Text excerpt
START
Because the existing LTE system operates on a fixed frame period, the FB-LBT scheme, which also follows a fixed frame period, is easier to implement in the LTE-LAA system compared to the LB-LBT scheme. In an FB-LBT-based LTE-LAA system, a single frame consists of 10 subframes. During the duration of a single frame, the LTE-LAA eNB transmits data over multiple subframes while including one or more idle subframes where no data transmission occurs. During the idle subframe duration, WLAN APs or nodes transmit data. For consecutive idle subframes, the LTE-LAA eNB begins channel sensing during a predefined sensing period before the end of the last subframe’s duration. If the channel is sensed as idle during the sensing period, the LTE-LAA eNB begins data transmission in the next subframe. However, if the channel is sensed as busy, the LTE-LAA eNB continues channel sensing for each subsequent subframe until it detects the channel as idle during the sensing period.
END
Stored data
START
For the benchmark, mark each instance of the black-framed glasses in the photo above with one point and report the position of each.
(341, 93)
END
Tasks for this exercise
- a) Using the LTE-LAA text, explain in one to three sentences why the FB-LBT scheme is easier than the LB-LBT scheme to implement in an LTE-LAA system.
- b) Please answer these questions from the LTE-LAA text, one answer per line, marked to match:
(i) How many subframes make up a single frame in an FB-LBT-based LTE-LAA system?
(ii) What transmits data during the idle subframe duration?
(iii) If the eNB senses the channel as idle during the sensing period, when does it begin data transmission?
- c) Write the next part of the LTE-LAA text, picking up after its last sentence.

Task answers
- a) The existing LTE system operates on a fixed frame period, and the FB-LBT scheme also follows a fixed frame period. That shared structure makes FB-LBT easier to implement in LTE-LAA than LB-LBT.

- b)
(i) 10 subframes.
(ii) WLAN APs or nodes.
(iii) In the next subframe.

- c)
Ref. [5] proposed an F-LBT scheme that allocates an appropriate number of consecutive idle subframes following the LTE-LAA eNB’s data transmission, enabling WLAN APs or nodes to perform data transmission. The F-LBT scheme determines the number of idle subframes to allocate based on fairness between LTE-LAA and WLAN systems, as well as the overall system throughput. Ref. [6] proposed an analytical model to evaluate the throughput in a coexistence scenario involving FB-LBT-based LTE-LAA and WLAN systems.

2.2. Load-Based LBT Schemes

The LB-LBT scheme was proposed for its flexible spectrum utilization and adaptability to varying traffic loads [7,8]. Figure 1 illustrates the operation of the LB-LBT scheme in the unlicensed band. The scheme employs backoff functions similar to those used in WLAN.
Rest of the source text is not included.